• Excerpted text:
We buried Christine on an overcast day.
I didn’t watch as they lowered the body into the grave; I distracted myself by talking with our friend Lana.
It had started to pour that October day the same way it did on September 19 when she died. But then the rains stopped and the sun peeked out, not in a harsh way, but just enough to provide a bit of warmth for that cold feeling inside.
I don’t recall the point when I first met Christine; that has been lost to time that has also robbed me of some other more precious memories. But it was prior to 1977 while we were at the Eagle Hall Primary School that Christine and I began our lifelong connection that would endure the 1970s, the 1980s, the 1990s and stretch from one millennium to the next.
I watched as they wheeled my friend to the top of the church and that sad final organ prelude permeated the sanctuary, punctuated by the sobs of her family and loved ones.
We had roamed Eagle Hall Primary and its surroundings, especially Upper Goodland where Christine lived, during which I discovered her mother Pearl’s pudding and souse and sweetbread.
Years later, Pearl would be still generously sending them my way.
Christine and I could find a joke in almost anything and had a common delight in seeing the boys get a belting from teacher. We thought it a just reward for all those times they pulled our hair or hit us and took off with the hope that we would give chase.
By 1978 we were established best friends and when the Common Entrance results came back, for one dreadful moment we thought we were about to be separated.

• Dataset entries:

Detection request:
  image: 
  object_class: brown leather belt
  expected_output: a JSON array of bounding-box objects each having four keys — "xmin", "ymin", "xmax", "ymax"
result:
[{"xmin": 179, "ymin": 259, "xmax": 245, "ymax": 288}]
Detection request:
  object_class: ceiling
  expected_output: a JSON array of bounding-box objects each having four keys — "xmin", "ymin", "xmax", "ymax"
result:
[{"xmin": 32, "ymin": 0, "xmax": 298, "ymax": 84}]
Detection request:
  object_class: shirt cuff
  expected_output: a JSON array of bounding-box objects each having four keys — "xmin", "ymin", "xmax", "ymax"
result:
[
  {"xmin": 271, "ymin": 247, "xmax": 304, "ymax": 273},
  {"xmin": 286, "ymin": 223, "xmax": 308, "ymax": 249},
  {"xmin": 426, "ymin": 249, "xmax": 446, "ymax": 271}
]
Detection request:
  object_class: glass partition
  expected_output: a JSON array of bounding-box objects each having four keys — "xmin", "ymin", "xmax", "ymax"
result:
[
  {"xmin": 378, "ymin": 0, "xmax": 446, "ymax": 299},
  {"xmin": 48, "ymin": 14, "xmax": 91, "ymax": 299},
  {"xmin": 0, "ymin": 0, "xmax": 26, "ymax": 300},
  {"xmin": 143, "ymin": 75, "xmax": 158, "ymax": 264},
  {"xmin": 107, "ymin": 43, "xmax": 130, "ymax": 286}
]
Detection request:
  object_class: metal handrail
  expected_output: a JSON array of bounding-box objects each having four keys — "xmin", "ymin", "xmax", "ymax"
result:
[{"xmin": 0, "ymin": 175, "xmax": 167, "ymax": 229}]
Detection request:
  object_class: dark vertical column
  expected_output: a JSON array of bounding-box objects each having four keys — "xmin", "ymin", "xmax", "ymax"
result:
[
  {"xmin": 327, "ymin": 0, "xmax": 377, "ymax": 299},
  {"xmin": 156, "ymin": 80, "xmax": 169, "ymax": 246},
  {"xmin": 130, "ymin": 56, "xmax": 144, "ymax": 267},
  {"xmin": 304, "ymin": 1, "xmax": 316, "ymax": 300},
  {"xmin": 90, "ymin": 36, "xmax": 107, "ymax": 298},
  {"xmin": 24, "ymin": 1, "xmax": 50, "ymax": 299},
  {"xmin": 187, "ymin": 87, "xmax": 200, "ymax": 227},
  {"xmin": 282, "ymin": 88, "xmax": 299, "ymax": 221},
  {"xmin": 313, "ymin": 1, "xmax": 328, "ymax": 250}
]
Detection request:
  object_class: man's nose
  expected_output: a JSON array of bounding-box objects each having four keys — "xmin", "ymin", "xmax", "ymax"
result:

• Problem to work on:
Could you print, word for word, the part of the remembrance of Christine above from "It had started" to "to the next."?

• Exercise result:
It had started to pour that October day the same way it did on September 19 when she died. But then the rains stopped and the sun peeked out, not in a harsh way, but just enough to provide a bit of warmth for that cold feeling inside.
I don’t recall the point when I first met Christine; that has been lost to time that has also robbed me of some other more precious memories. But it was prior to 1977 while we were at the Eagle Hall Primary School that Christine and I began our lifelong connection that would endure the 1970s, the 1980s, the 1990s and stretch from one millennium to the next.